Today’s societies are highly reliant on digital services, but the infrastructures behind these services are undergoing a silent revolution. Data storage and computation are moving from users’ own devices and on-premises servers into hyperscale data centres operated by multinational cloud computing providers. This “shift to cloud” is a prime example concentration and servitization taking place in all parts of digital supply chains. It generates significant scale economies, decreases capital costs for firms and public sector organizations, and can improve energy efficiency and certain types of cybersecurity. But it also gives rise to new systemic risks and means that critical services may be increasingly reliant on multinational technology companies at a time when geopolitical tensions are rising, open trade policies are challenged, and states seek to weaponize and securitize technologies.
To examine these problems, Vili Lehdonvirta at the Digital Economic Security Lab (DIESL) in collaboration with Mikael Mattlin and Mikael Wigell of the Finnish Institute of International Affairs (FIIA) hosted a seminar on the Geoeconomics and Politics of Digital Infrastructures and Cloud in Helsinki on 3-4 December 2024. The two-day seminar brought together emerging research examining how policy makers and technology companies grapple with these tensions and contradictions, with a particular focus on the European Union and cloud and related technologies. Early-career scholars and researchers from the University of Oxford, Cambridge University, University College London, Aalto University, University of Helsinki, University of Turku, Freie Universität Berlin, King’s College London, University of Catania, and Australian National University presented findings from their ongoing work. A key takeaway was that the interaction between government policies and technology companies’ business interests is rapidly reshaping digital infrastructures and supply chains today.
§
[Exercises to complete]:
**1)** Which people does the text on the cloud seminar name?
**2)** Can you carry on the text on the cloud seminar from the point where it stops?

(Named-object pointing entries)
§
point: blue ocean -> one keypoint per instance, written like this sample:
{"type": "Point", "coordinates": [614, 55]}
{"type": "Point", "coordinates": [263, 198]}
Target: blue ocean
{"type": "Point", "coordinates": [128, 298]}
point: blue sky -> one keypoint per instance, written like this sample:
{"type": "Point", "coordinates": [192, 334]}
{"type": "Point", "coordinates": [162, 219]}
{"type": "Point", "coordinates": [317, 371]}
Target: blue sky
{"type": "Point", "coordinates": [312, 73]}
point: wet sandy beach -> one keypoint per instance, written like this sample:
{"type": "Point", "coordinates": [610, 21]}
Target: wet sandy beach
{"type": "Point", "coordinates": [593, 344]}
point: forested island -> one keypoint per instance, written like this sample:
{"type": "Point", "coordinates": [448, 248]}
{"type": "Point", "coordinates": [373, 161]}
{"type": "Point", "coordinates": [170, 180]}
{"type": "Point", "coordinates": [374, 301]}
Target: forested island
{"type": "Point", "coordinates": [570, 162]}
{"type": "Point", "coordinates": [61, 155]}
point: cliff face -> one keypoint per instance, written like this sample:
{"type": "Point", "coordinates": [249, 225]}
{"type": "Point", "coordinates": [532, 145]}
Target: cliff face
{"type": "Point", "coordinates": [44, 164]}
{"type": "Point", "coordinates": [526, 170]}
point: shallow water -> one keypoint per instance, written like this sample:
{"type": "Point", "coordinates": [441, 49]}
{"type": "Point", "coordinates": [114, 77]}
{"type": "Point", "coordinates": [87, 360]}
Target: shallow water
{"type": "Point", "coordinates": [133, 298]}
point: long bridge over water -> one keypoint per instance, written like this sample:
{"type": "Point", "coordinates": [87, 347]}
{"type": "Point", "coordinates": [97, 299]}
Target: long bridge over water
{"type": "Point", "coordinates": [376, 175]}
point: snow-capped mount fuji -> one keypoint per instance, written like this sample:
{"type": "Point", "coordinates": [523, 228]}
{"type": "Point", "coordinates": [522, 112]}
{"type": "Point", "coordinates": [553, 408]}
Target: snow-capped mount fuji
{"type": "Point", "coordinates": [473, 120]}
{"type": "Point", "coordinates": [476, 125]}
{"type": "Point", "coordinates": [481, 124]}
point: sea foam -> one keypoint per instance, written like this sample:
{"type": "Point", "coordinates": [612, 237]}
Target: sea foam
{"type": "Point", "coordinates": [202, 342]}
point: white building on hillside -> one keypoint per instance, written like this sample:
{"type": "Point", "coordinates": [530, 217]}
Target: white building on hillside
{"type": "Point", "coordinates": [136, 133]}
§
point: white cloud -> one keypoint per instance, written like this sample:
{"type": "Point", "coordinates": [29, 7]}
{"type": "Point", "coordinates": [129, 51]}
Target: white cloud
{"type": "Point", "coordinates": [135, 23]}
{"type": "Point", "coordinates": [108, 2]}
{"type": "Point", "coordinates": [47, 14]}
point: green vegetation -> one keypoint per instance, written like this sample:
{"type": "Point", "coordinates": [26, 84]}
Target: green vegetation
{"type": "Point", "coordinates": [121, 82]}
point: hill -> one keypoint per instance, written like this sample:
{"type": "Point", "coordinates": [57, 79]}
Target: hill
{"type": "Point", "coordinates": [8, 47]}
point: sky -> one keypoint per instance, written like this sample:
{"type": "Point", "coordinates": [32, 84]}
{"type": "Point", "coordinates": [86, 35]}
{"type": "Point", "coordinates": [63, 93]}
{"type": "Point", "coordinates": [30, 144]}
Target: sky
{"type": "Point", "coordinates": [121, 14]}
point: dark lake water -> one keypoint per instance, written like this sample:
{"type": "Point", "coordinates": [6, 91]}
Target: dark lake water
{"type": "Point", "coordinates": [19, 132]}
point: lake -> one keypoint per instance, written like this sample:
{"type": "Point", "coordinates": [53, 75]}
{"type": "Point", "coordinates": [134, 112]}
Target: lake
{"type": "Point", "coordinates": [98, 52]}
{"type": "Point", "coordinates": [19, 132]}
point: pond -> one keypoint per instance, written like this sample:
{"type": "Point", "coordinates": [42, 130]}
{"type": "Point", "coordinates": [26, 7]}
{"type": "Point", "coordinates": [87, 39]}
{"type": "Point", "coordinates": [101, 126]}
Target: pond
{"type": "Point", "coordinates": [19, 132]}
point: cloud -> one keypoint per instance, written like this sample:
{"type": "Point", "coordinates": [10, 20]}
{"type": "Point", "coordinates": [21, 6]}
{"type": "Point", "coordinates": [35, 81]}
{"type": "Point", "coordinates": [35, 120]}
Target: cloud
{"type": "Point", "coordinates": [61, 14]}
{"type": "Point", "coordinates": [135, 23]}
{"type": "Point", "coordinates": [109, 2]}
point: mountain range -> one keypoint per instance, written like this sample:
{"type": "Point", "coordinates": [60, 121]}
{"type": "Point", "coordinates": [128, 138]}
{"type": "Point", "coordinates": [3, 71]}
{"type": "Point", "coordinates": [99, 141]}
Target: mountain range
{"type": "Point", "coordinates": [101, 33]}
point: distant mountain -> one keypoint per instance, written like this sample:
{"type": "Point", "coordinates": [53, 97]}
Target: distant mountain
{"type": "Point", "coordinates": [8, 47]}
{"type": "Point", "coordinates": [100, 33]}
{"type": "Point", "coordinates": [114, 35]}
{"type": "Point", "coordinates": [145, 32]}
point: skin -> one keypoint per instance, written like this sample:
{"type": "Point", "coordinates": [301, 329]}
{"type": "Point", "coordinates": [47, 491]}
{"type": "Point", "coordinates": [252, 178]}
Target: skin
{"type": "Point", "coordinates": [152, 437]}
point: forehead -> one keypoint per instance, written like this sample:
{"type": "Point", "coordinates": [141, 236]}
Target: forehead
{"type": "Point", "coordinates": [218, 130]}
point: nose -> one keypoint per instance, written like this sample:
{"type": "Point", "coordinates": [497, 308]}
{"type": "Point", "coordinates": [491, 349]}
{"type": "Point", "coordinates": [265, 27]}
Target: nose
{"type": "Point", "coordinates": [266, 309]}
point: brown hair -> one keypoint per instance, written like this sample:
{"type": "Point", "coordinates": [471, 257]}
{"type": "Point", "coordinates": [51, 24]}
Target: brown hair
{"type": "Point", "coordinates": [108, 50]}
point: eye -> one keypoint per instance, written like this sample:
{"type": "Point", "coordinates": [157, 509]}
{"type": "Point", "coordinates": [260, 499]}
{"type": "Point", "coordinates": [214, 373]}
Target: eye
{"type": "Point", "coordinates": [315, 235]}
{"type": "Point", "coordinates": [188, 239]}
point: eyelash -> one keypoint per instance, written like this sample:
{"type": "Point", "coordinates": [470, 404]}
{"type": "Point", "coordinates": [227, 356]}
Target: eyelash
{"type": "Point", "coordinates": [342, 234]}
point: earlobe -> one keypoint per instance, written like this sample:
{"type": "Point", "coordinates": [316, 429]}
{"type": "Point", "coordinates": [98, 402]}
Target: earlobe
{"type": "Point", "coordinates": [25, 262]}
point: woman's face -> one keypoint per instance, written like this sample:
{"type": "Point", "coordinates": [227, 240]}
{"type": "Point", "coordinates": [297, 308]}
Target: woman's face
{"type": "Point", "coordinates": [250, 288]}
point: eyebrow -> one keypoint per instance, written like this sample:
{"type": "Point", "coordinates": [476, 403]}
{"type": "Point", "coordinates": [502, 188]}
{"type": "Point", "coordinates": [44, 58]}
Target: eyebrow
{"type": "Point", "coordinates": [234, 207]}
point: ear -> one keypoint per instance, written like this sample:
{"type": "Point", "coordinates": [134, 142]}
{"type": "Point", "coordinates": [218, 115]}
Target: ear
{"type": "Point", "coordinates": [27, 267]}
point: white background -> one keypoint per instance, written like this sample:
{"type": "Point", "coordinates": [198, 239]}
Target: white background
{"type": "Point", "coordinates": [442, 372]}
§
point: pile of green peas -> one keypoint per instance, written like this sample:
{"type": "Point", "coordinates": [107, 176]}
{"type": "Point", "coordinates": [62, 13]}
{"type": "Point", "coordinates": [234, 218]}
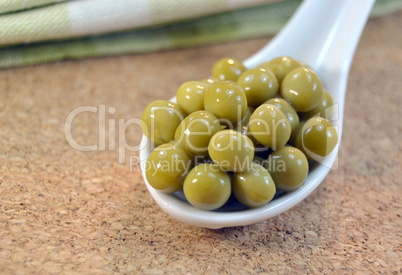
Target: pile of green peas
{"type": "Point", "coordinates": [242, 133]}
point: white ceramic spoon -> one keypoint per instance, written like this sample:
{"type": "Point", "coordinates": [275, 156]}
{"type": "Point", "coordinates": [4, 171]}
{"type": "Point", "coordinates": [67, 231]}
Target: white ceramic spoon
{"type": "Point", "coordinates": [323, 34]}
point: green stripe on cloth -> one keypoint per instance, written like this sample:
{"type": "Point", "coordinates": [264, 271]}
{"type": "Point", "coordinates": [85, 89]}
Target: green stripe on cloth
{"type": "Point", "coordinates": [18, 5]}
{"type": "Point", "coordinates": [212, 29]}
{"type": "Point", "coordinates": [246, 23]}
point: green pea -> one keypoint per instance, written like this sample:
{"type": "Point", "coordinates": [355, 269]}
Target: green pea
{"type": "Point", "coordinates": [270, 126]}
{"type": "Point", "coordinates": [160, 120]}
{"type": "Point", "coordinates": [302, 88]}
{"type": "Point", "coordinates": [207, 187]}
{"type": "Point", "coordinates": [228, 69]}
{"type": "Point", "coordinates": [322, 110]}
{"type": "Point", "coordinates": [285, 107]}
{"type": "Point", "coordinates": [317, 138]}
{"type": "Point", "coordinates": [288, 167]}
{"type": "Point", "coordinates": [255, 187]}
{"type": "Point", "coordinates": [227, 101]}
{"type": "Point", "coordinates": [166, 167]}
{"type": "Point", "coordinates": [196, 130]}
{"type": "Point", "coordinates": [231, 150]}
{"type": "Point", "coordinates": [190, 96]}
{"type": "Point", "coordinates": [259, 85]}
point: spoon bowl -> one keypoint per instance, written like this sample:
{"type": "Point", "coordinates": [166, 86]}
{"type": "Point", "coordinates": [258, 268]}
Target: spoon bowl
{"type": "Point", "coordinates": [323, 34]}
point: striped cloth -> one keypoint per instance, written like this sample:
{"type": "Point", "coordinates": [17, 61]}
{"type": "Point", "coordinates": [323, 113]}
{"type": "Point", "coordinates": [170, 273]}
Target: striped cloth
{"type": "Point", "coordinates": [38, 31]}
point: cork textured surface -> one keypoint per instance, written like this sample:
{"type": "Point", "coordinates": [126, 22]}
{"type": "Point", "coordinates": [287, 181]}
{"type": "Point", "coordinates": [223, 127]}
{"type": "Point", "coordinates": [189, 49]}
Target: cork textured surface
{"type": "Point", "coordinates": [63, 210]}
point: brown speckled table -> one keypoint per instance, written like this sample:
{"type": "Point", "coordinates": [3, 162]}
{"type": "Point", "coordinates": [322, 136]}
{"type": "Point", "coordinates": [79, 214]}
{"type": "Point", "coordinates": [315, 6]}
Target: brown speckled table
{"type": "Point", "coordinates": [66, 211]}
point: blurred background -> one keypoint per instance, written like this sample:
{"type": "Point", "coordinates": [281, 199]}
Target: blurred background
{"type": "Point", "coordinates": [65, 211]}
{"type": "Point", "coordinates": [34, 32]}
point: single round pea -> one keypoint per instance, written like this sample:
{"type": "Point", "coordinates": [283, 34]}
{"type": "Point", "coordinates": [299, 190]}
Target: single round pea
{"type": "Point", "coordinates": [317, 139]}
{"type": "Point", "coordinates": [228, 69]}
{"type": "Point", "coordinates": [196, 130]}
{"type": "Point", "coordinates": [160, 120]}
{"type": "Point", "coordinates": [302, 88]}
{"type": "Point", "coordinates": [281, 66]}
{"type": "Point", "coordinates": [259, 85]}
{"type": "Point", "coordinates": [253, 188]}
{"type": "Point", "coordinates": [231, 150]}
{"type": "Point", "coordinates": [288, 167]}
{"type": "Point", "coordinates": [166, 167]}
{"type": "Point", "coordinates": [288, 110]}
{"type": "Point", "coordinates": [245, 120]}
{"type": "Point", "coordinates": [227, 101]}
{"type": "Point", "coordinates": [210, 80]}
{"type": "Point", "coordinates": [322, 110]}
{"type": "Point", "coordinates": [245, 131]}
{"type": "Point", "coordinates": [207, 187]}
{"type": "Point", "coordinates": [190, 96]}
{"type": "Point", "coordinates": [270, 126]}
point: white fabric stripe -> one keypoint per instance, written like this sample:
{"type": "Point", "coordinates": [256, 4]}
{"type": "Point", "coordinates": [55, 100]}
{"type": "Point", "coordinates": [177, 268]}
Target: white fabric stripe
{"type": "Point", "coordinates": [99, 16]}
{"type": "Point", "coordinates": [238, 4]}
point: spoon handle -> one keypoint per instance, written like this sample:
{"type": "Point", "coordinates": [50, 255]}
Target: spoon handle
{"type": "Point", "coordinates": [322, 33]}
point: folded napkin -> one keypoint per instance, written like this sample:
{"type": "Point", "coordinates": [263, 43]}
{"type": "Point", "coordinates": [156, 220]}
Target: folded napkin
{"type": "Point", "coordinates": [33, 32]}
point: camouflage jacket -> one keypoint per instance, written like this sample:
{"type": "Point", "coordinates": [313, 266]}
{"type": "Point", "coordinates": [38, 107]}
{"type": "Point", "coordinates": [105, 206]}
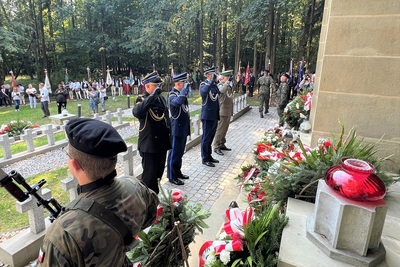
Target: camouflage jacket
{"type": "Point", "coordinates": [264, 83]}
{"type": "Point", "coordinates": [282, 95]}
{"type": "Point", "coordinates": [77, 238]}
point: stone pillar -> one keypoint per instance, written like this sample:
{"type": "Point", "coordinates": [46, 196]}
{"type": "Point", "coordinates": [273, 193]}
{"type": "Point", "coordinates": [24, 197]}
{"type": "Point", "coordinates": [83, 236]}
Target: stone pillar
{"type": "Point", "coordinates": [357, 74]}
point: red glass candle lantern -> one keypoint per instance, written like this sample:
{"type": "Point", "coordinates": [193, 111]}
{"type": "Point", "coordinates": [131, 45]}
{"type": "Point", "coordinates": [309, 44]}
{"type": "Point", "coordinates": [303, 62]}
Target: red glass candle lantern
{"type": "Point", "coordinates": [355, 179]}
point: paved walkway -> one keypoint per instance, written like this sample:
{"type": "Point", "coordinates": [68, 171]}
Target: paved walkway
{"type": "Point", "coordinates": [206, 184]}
§
[Answers provided]:
**1)** Vili Lehdonvirta, Mikael Mattlin, Mikael Wigell

**2)**
Speakers:
- Filippo Blancato, University College London: The logic of the sovereign cloud. A European response to Weaponized Interdependence
- Niky Brugnatelli, University of Catania: The European Semiconductor Industry and the US-China Tech War: Between Extraterritoriality and Overcapacity
- Zoe Hawkins, Australian National University and University of Oxford: Big tech: Weaponised infrastructure or Independent Geopolitical Actors?
- Markus Holmgren, Finnish Institute of International Affairs: (Cloud-relevant) geostrategic power as a research topic
- Grzegorz Lechowski, Freie Universität Berlin: Power Dynamics in the Cloud Compute Value Chain: A Global Technological Ecosystem Perspective
- Kristo Lehtonen, Finnish Innovation Fund Sitra: EU and US Data Economies in the age of competition for digital power
- Kaarlo Liukkonen, Aalto University: Which cloud platforms are popular in which countries? Answers from job ad data
- Mikael Mattlin: When threats converge. A critical take on the weaponization narrative and where it will lead us (spoiler: to doom)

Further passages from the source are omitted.